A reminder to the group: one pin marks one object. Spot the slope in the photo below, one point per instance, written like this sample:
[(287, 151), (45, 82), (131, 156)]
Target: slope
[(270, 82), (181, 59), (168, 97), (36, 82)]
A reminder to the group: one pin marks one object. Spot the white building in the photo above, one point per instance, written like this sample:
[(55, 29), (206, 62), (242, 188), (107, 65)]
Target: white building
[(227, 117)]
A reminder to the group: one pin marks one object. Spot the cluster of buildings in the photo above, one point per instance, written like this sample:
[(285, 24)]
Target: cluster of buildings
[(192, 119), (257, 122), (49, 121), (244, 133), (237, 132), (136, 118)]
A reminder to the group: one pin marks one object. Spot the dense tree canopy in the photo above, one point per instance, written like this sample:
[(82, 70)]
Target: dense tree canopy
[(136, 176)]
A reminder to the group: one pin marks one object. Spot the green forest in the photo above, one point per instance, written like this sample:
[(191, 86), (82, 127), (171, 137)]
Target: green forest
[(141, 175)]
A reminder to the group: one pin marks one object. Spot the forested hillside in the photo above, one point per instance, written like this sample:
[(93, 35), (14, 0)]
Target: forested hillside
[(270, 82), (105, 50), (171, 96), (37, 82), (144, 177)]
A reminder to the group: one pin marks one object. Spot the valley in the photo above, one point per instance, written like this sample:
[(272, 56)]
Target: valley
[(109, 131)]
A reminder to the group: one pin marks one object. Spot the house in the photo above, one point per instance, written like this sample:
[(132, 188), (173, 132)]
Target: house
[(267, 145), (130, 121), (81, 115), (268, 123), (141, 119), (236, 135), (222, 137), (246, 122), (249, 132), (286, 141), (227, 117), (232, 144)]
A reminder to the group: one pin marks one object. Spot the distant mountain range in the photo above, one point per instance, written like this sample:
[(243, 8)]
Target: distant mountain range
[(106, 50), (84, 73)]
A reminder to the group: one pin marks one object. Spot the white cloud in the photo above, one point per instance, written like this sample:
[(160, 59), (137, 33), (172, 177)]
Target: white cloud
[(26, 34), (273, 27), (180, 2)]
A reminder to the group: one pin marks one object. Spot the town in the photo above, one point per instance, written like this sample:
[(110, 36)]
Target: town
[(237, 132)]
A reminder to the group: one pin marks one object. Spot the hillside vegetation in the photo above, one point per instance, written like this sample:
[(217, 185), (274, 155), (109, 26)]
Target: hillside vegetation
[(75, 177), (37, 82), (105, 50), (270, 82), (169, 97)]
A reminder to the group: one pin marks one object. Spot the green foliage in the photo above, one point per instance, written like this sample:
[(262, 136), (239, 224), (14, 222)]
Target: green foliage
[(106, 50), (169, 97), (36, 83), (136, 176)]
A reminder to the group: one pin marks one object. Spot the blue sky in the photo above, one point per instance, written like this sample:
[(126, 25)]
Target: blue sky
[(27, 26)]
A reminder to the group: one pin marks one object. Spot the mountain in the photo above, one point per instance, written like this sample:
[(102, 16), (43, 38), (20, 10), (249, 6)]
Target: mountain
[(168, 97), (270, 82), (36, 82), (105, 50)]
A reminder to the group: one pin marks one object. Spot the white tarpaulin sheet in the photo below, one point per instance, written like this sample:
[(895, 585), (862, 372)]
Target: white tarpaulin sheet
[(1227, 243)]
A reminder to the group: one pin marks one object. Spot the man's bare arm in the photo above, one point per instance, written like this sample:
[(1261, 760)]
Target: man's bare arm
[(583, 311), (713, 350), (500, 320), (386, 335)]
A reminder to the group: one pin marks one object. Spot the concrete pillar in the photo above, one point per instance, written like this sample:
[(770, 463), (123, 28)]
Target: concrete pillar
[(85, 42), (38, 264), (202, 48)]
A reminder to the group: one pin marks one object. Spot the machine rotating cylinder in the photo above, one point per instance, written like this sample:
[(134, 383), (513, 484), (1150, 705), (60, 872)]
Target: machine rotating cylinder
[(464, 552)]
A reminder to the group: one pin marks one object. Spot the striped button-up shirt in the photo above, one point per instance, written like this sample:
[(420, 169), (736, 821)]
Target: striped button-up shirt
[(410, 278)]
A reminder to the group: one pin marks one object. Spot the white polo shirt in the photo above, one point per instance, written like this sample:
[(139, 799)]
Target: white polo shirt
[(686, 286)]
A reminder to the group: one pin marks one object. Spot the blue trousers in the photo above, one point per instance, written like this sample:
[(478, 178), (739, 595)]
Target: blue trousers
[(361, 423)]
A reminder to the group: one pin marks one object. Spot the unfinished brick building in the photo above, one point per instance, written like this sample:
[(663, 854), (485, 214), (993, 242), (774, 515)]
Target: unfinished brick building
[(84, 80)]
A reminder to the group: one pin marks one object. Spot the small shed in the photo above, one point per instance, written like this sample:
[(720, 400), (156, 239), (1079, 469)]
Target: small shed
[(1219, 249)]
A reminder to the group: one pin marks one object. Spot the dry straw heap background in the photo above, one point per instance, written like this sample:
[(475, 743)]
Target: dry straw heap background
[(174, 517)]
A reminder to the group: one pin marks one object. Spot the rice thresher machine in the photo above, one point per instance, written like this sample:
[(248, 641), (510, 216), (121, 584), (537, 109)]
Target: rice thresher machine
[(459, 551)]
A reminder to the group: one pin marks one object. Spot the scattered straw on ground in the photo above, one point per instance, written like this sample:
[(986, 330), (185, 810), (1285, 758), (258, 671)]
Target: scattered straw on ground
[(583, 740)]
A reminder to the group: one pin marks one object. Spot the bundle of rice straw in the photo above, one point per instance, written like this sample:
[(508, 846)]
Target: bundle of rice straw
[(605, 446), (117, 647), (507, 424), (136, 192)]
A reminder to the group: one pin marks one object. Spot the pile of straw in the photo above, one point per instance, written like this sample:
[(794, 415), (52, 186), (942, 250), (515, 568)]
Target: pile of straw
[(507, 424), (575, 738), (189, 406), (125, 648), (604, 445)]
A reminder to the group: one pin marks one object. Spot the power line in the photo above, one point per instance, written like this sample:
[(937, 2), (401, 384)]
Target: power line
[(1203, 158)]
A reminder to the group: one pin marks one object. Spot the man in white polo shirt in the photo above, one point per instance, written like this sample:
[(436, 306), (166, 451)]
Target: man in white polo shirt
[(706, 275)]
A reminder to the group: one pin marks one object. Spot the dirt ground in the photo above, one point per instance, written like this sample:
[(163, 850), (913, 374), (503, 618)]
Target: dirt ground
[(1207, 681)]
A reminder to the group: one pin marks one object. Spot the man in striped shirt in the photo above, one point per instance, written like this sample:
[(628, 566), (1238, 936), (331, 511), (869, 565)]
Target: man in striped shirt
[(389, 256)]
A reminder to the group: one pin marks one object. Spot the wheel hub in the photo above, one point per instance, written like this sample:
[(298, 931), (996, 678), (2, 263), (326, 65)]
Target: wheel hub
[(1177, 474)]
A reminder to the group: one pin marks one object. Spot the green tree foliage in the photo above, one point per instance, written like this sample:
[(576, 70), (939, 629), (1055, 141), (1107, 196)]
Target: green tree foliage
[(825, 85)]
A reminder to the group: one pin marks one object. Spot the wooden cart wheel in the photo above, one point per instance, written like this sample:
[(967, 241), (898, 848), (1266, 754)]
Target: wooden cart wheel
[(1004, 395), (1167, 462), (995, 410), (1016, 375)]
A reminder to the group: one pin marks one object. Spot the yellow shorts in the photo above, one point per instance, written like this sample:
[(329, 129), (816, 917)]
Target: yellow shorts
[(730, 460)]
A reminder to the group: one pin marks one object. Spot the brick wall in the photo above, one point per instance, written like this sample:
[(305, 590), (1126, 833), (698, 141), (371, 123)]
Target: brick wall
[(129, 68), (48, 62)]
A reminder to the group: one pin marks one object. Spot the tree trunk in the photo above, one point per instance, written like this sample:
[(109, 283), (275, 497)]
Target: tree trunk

__________________________________________________

To do: Scale the lines from the start of the records through the one that contains "[(270, 82), (181, 59), (168, 97), (36, 82)]". Write them out again, requests included, with each point coordinate in the answers multiplied by 1.45 and rounded to a whole number, halves up; leave the sample coordinates in the requests unchanged.

The result:
A reminder to the group: one pin marks one object. Spot the slope in the photo below, one point per instance, written like this sample:
[(287, 151), (45, 82), (131, 156)]
Target: slope
[(392, 119), (262, 86), (244, 141), (52, 119)]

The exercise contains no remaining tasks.